#### THINGS TO DO
1 – In the forum thread about the Norfolk garage, what is situated behind the garage?
2 – Reproduce the forum thread from "# Bramble shack" to "in recent years.".

# Bramble shack and garage..norfolk



## Mikeymutt (Jun 20, 2016)

Visited this a little while back.situated on a busy Norfolk road,there is an old garage.just a small building but still had some bits and bobs inside.out the back is a tiny little residential shack.prob belonging to the owner of the garage.not a lot to see in here either.but I did like the bright colours.this is another garage that has gone by the wayside in recent years.


----------



## The_Derp_Lane (Jun 20, 2016)

Looks good. Thanks for posting.


----------



## krela (Jun 20, 2016)

I liked that, thanks MM.


----------



## smiler (Jun 20, 2016)

That is definitely screwed, lovely pics though Mikey, Thanks


----------



## oldscrote (Jun 20, 2016)

4 star petrol,those were the days


----------



## HughieD (Jun 21, 2016)

Some fab colours and decay there...all beautifully captured as usual Mikey...

#### RECORDS SHOWN
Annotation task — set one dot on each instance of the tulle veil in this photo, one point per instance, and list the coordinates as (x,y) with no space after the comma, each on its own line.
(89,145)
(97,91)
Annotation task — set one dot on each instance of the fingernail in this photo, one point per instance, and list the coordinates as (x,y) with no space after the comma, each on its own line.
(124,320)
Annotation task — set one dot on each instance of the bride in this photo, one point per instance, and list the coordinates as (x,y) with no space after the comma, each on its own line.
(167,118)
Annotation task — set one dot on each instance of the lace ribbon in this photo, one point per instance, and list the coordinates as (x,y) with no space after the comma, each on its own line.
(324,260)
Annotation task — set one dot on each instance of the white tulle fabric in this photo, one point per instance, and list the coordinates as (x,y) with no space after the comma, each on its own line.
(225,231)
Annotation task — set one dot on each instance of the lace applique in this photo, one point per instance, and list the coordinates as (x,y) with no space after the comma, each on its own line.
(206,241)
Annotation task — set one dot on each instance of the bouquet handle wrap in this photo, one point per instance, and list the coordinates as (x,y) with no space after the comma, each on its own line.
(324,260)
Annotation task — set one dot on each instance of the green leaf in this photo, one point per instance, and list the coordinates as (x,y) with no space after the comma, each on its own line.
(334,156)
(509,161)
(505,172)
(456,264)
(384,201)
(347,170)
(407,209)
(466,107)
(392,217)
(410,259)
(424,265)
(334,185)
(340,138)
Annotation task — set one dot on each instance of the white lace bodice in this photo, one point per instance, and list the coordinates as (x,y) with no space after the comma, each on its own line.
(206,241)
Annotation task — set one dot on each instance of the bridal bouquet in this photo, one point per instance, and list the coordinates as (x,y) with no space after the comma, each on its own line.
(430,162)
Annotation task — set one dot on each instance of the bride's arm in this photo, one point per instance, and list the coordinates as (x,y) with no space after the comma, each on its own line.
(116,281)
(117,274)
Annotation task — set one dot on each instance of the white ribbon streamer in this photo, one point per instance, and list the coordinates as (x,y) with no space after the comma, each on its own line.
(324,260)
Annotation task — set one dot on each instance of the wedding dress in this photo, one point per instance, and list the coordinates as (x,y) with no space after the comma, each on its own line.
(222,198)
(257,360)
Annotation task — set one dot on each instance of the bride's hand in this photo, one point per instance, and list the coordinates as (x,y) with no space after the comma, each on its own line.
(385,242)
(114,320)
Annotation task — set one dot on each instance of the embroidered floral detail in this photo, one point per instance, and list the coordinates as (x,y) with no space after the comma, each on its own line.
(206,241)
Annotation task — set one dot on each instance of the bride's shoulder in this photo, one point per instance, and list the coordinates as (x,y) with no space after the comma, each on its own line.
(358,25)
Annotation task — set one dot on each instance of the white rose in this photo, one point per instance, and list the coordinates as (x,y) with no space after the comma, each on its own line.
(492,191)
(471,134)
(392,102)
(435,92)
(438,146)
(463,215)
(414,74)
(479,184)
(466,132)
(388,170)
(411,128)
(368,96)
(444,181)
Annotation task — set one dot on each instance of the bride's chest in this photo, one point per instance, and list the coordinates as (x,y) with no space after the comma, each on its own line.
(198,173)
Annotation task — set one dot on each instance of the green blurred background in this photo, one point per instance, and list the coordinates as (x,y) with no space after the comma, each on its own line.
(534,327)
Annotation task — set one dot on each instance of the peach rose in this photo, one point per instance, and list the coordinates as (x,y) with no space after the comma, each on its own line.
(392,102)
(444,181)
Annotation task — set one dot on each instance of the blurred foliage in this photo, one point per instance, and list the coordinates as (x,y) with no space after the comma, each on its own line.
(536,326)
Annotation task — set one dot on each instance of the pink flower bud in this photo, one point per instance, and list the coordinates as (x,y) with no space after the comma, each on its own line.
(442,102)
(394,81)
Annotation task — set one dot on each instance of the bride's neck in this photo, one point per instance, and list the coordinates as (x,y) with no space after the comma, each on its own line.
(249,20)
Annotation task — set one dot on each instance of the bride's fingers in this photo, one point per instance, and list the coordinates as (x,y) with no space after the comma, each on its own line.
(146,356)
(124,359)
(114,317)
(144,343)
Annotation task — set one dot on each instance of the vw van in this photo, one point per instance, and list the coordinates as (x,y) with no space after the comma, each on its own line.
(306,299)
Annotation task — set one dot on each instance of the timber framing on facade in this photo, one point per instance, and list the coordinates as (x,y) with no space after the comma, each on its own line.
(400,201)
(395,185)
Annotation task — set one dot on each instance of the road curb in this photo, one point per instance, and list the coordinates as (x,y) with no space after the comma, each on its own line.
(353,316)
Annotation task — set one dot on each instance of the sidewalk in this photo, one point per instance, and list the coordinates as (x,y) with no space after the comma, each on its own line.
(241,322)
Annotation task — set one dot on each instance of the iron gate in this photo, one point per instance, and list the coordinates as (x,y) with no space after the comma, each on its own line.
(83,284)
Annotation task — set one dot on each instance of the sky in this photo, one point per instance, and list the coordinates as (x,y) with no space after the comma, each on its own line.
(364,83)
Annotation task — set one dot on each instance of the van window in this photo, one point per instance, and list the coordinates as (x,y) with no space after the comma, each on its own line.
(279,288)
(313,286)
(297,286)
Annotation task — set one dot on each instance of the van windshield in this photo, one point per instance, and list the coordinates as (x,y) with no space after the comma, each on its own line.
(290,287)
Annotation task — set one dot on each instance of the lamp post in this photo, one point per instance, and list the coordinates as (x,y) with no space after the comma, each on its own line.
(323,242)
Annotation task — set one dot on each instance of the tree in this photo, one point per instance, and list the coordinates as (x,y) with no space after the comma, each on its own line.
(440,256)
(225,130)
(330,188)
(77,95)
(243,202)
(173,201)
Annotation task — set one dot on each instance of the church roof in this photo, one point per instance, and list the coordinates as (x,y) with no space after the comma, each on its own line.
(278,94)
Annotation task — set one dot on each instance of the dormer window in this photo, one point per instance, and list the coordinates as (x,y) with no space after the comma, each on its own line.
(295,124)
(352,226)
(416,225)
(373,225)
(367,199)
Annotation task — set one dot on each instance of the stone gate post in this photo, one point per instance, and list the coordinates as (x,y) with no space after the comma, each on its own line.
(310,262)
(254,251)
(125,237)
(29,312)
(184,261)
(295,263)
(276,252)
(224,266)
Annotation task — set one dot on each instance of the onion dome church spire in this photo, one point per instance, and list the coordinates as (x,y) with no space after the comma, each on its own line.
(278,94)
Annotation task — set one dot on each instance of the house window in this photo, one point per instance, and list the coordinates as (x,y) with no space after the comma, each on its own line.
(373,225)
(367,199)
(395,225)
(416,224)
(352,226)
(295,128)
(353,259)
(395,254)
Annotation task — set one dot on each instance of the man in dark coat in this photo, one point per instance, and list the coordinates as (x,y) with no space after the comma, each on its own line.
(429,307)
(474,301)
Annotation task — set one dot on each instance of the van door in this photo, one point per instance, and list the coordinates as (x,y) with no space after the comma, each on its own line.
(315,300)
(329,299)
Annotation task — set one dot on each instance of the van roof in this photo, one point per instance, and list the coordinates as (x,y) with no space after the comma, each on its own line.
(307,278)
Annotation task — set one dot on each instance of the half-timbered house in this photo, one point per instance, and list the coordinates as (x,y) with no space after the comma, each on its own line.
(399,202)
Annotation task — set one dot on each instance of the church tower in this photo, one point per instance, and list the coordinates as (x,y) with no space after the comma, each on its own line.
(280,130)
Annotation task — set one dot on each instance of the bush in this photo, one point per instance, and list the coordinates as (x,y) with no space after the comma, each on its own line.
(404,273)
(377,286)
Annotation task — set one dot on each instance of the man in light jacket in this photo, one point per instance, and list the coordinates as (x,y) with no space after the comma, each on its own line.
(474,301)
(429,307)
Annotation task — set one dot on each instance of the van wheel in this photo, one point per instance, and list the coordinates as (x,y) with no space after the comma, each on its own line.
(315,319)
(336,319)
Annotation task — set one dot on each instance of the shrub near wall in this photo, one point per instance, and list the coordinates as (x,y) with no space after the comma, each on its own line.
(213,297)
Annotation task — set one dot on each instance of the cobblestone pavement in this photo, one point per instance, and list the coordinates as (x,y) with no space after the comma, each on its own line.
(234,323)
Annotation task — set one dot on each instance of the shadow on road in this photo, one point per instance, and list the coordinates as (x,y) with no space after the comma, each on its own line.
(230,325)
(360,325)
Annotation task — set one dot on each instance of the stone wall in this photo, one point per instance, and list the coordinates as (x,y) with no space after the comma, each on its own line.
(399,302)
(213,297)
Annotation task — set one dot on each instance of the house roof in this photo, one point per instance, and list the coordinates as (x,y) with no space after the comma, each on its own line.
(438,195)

#### PER-TASK ANSWERS
1 – A tiny residential shack.

2 –
# Bramble shack and garage..norfolk



## Mikeymutt (Jun 20, 2016)

Visited this a little while back.situated on a busy Norfolk road,there is an old garage.just a small building but still had some bits and bobs inside.out the back is a tiny little residential shack.prob belonging to the owner of the garage.not a lot to see in here either.but I did like the bright colours.this is another garage that has gone by the wayside in recent years.